Aim:
Extract every record, keeping each one exactly as it is.

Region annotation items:
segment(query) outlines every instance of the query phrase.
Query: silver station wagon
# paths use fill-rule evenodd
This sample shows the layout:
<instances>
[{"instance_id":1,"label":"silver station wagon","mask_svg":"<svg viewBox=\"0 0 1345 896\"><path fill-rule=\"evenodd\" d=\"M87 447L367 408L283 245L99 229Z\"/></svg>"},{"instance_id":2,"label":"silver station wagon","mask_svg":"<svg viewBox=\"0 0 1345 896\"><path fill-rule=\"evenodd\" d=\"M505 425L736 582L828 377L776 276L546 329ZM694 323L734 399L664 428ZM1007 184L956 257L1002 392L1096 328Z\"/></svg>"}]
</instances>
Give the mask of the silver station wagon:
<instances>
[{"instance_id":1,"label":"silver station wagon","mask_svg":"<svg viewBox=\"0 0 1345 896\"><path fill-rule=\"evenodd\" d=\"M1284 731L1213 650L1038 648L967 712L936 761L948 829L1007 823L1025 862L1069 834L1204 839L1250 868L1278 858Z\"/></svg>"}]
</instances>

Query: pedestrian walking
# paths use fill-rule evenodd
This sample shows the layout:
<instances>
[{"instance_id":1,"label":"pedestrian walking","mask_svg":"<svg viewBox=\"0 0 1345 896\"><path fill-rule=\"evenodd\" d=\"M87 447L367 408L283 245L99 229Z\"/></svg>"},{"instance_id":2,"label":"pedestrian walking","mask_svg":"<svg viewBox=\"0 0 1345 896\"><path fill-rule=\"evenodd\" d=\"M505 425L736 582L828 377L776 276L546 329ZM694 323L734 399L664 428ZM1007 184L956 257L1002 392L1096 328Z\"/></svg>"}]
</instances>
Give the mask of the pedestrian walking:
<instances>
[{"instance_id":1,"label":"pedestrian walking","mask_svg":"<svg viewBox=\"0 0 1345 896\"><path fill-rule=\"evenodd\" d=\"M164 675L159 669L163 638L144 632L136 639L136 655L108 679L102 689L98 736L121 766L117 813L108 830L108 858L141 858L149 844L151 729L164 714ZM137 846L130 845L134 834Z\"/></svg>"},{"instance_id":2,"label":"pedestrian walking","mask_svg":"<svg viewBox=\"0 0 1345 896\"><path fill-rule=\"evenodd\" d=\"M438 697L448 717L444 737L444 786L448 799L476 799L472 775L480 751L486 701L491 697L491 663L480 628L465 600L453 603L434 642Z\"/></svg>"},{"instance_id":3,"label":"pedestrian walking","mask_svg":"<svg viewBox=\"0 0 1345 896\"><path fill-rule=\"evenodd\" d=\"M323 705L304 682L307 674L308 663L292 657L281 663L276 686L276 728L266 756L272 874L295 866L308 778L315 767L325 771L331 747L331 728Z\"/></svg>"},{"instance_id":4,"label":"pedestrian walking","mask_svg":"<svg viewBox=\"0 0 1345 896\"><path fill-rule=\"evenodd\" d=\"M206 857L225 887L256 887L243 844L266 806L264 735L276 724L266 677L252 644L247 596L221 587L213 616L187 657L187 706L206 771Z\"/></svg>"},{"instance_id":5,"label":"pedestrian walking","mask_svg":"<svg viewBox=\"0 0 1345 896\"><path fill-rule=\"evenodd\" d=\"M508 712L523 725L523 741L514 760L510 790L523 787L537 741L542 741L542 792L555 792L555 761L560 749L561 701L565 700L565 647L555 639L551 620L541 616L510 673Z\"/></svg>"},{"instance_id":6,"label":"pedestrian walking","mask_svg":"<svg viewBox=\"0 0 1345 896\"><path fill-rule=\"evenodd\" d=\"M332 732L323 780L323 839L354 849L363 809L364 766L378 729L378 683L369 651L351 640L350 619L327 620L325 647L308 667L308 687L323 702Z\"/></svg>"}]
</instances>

The completed task:
segment(query) outlines every instance of the query phrase.
Query: silver station wagon
# paths use fill-rule evenodd
This sample shows the layout:
<instances>
[{"instance_id":1,"label":"silver station wagon","mask_svg":"<svg viewBox=\"0 0 1345 896\"><path fill-rule=\"evenodd\" d=\"M87 447L367 408L283 245L99 229Z\"/></svg>"},{"instance_id":2,"label":"silver station wagon","mask_svg":"<svg viewBox=\"0 0 1345 896\"><path fill-rule=\"evenodd\" d=\"M505 425L736 582L828 377L776 276L546 329ZM694 323L734 399L664 428ZM1007 184L956 257L1002 392L1096 328Z\"/></svg>"}]
</instances>
Give the mask of the silver station wagon:
<instances>
[{"instance_id":1,"label":"silver station wagon","mask_svg":"<svg viewBox=\"0 0 1345 896\"><path fill-rule=\"evenodd\" d=\"M1284 731L1213 650L1038 648L967 712L936 761L948 829L1007 823L1025 862L1069 834L1204 839L1250 868L1278 858Z\"/></svg>"}]
</instances>

Query: pedestrian walking
# paths use fill-rule evenodd
This sample shows the layout:
<instances>
[{"instance_id":1,"label":"pedestrian walking","mask_svg":"<svg viewBox=\"0 0 1345 896\"><path fill-rule=\"evenodd\" d=\"M87 447L367 408L283 245L99 229Z\"/></svg>"},{"instance_id":2,"label":"pedestrian walking","mask_svg":"<svg viewBox=\"0 0 1345 896\"><path fill-rule=\"evenodd\" d=\"M505 425L736 582L828 377L776 276L546 329ZM694 323L734 399L664 428ZM1007 184L956 257L1002 392L1096 328Z\"/></svg>"}]
</instances>
Give the mask of the pedestrian walking:
<instances>
[{"instance_id":1,"label":"pedestrian walking","mask_svg":"<svg viewBox=\"0 0 1345 896\"><path fill-rule=\"evenodd\" d=\"M164 675L159 669L163 638L144 632L136 639L136 655L108 679L102 689L98 736L121 766L117 813L108 830L108 858L141 858L149 844L151 729L164 714ZM137 846L130 845L134 834Z\"/></svg>"},{"instance_id":2,"label":"pedestrian walking","mask_svg":"<svg viewBox=\"0 0 1345 896\"><path fill-rule=\"evenodd\" d=\"M438 697L448 717L444 737L444 786L448 799L476 799L472 775L480 751L486 701L491 697L491 663L480 628L465 600L453 603L434 642Z\"/></svg>"},{"instance_id":3,"label":"pedestrian walking","mask_svg":"<svg viewBox=\"0 0 1345 896\"><path fill-rule=\"evenodd\" d=\"M323 705L304 682L307 674L308 663L292 657L281 663L276 686L276 728L266 756L272 874L295 866L308 778L315 767L325 771L331 747L331 728Z\"/></svg>"},{"instance_id":4,"label":"pedestrian walking","mask_svg":"<svg viewBox=\"0 0 1345 896\"><path fill-rule=\"evenodd\" d=\"M206 857L225 887L256 887L243 844L266 806L264 735L276 724L266 677L252 644L247 596L221 587L213 616L187 657L187 706L206 771Z\"/></svg>"},{"instance_id":5,"label":"pedestrian walking","mask_svg":"<svg viewBox=\"0 0 1345 896\"><path fill-rule=\"evenodd\" d=\"M508 712L523 725L523 741L514 760L510 790L523 787L537 741L542 741L542 792L555 792L555 761L560 749L561 701L565 700L565 647L555 639L551 620L541 616L510 673Z\"/></svg>"},{"instance_id":6,"label":"pedestrian walking","mask_svg":"<svg viewBox=\"0 0 1345 896\"><path fill-rule=\"evenodd\" d=\"M332 732L323 780L323 839L354 849L363 809L364 766L378 729L378 683L369 651L351 640L350 619L327 620L325 647L308 667L308 687L323 702Z\"/></svg>"}]
</instances>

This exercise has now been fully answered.